#### Your instructions
Report each line of the entries that contains the word "verge", copied in full.

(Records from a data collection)
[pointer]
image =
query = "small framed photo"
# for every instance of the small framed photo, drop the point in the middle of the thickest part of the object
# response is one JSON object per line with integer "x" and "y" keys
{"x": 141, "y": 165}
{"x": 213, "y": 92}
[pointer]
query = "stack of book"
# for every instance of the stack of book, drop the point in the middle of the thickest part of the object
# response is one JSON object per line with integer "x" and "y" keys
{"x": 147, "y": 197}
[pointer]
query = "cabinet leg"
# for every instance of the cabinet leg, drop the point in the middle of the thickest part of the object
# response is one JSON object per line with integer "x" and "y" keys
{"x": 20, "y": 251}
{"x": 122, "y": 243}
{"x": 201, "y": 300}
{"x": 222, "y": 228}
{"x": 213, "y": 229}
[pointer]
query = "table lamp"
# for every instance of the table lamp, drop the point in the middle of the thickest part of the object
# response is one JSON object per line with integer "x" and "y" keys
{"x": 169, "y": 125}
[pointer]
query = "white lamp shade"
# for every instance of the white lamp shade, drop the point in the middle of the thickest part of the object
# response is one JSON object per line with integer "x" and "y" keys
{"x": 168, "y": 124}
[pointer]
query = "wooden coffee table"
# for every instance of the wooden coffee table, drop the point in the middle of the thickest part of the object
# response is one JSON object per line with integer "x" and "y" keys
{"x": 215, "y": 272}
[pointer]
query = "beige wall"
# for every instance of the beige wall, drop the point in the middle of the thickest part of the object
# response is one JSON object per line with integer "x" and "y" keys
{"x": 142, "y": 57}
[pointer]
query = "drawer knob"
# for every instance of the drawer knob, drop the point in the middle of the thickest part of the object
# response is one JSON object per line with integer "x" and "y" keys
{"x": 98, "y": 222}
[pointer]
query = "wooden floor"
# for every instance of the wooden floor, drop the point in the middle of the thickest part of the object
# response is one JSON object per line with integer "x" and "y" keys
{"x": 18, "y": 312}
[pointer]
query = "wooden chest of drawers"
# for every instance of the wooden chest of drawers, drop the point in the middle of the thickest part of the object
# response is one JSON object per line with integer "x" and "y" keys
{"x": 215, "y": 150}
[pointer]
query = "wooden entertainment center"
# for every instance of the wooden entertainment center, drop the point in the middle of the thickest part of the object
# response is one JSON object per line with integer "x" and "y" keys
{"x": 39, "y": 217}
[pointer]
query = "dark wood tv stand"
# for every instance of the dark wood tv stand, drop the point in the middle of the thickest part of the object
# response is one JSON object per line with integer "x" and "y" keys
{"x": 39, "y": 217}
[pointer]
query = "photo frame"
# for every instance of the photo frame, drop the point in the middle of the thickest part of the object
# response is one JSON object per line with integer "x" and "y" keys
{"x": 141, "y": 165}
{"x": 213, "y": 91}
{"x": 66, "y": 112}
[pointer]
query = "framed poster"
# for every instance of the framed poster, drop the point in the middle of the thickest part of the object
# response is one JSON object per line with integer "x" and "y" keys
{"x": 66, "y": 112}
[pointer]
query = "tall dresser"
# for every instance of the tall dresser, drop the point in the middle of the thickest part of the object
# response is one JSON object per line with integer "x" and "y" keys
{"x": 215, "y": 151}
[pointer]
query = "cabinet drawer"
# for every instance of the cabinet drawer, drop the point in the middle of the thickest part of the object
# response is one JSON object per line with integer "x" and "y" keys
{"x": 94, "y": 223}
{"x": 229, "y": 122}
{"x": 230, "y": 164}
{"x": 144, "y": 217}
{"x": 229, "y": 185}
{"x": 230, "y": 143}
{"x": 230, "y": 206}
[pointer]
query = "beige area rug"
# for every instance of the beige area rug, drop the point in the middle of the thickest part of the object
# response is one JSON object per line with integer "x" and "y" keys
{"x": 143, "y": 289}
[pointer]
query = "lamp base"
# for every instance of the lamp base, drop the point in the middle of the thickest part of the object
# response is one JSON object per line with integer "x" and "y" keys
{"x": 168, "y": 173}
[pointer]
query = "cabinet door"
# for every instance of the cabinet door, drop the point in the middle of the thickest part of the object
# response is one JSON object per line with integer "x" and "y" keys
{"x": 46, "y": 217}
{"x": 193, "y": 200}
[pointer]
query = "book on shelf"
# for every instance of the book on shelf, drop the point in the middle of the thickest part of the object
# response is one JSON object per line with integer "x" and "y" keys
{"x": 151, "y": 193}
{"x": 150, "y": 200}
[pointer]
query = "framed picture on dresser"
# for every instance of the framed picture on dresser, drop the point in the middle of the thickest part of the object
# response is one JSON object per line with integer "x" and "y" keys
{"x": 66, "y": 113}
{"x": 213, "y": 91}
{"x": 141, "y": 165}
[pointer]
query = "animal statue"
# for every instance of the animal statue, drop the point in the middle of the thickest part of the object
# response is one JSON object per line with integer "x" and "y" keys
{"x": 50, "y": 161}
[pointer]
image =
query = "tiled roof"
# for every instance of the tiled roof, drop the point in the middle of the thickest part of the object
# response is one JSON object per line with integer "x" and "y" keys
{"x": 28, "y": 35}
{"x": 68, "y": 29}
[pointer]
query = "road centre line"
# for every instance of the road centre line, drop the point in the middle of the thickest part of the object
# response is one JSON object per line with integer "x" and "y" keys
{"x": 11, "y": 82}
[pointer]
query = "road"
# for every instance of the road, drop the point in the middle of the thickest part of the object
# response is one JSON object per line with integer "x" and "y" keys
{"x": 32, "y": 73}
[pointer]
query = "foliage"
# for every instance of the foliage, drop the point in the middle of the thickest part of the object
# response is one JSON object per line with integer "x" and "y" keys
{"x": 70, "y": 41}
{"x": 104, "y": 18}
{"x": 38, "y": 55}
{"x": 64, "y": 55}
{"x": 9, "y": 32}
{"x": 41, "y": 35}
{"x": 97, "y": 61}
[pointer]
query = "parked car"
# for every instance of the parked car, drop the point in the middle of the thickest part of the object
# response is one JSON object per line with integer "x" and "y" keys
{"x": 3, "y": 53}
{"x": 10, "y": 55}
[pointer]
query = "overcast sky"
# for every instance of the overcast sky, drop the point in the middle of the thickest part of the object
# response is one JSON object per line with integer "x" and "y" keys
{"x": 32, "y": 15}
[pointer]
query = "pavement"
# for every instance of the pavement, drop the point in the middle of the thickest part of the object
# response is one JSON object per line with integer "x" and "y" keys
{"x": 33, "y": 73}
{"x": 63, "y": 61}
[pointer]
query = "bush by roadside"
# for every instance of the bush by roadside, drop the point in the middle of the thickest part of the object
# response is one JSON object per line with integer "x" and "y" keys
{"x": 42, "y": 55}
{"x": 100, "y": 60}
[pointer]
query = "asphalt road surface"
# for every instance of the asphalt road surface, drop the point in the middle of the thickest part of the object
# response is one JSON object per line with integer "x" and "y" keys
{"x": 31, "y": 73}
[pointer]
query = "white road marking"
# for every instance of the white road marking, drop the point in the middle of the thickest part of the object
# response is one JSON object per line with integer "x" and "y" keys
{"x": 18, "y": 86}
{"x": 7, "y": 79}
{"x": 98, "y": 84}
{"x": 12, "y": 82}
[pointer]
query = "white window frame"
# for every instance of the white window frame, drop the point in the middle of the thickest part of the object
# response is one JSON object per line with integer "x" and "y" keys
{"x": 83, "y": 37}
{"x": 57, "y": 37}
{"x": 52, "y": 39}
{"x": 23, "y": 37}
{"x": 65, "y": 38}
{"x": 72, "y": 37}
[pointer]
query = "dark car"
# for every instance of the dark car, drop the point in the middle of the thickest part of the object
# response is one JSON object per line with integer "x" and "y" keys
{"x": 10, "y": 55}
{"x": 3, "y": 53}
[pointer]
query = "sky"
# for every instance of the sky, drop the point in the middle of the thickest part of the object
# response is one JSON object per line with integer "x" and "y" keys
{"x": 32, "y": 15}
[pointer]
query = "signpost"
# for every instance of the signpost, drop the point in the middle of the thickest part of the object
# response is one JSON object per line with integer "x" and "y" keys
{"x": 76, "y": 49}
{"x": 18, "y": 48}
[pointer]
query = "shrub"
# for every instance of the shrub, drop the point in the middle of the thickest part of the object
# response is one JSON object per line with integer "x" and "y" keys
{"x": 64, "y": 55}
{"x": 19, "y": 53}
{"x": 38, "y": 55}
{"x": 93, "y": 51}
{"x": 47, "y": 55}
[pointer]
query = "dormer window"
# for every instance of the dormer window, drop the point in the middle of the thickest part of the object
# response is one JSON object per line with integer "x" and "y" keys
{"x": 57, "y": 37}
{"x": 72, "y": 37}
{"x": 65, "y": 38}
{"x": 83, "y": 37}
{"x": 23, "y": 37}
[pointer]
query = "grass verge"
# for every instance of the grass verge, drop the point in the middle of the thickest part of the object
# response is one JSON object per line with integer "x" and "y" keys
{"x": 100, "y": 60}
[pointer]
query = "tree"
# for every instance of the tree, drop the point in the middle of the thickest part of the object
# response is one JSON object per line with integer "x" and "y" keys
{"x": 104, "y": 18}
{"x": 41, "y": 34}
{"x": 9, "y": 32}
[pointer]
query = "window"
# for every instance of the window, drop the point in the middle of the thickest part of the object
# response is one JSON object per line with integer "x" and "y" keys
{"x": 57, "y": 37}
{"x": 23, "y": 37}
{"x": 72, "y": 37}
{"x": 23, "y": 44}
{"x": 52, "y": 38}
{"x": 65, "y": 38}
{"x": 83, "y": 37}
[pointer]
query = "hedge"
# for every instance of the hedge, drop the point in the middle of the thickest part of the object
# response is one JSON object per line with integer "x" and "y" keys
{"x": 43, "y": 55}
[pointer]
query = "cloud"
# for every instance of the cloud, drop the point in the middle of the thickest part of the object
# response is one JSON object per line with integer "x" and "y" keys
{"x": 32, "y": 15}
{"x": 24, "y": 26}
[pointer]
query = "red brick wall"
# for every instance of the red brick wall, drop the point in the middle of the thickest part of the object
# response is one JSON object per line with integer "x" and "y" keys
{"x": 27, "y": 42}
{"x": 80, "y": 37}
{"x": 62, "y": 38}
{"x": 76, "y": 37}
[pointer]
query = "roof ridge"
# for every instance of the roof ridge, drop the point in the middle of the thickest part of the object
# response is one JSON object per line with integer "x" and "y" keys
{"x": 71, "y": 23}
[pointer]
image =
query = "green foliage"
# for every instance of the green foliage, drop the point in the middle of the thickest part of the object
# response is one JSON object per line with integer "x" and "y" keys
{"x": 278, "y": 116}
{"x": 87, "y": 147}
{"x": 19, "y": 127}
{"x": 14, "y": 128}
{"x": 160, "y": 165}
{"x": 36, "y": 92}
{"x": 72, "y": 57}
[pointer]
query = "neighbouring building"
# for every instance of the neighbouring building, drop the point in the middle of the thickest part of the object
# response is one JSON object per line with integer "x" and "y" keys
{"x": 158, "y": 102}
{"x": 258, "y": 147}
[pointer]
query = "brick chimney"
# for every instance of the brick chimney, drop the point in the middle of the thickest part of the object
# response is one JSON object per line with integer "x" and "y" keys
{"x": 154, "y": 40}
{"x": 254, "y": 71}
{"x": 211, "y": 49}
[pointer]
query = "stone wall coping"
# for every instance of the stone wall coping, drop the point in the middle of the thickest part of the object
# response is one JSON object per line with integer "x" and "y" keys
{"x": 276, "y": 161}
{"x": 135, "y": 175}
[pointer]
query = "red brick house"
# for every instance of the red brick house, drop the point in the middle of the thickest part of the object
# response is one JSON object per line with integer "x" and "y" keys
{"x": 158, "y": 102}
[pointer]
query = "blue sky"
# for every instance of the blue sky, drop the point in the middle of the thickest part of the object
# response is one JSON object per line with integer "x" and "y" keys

#### Expected answer
query = "grass verge"
# for every instance of the grass verge, drop the point in the middle of the thickest part of the object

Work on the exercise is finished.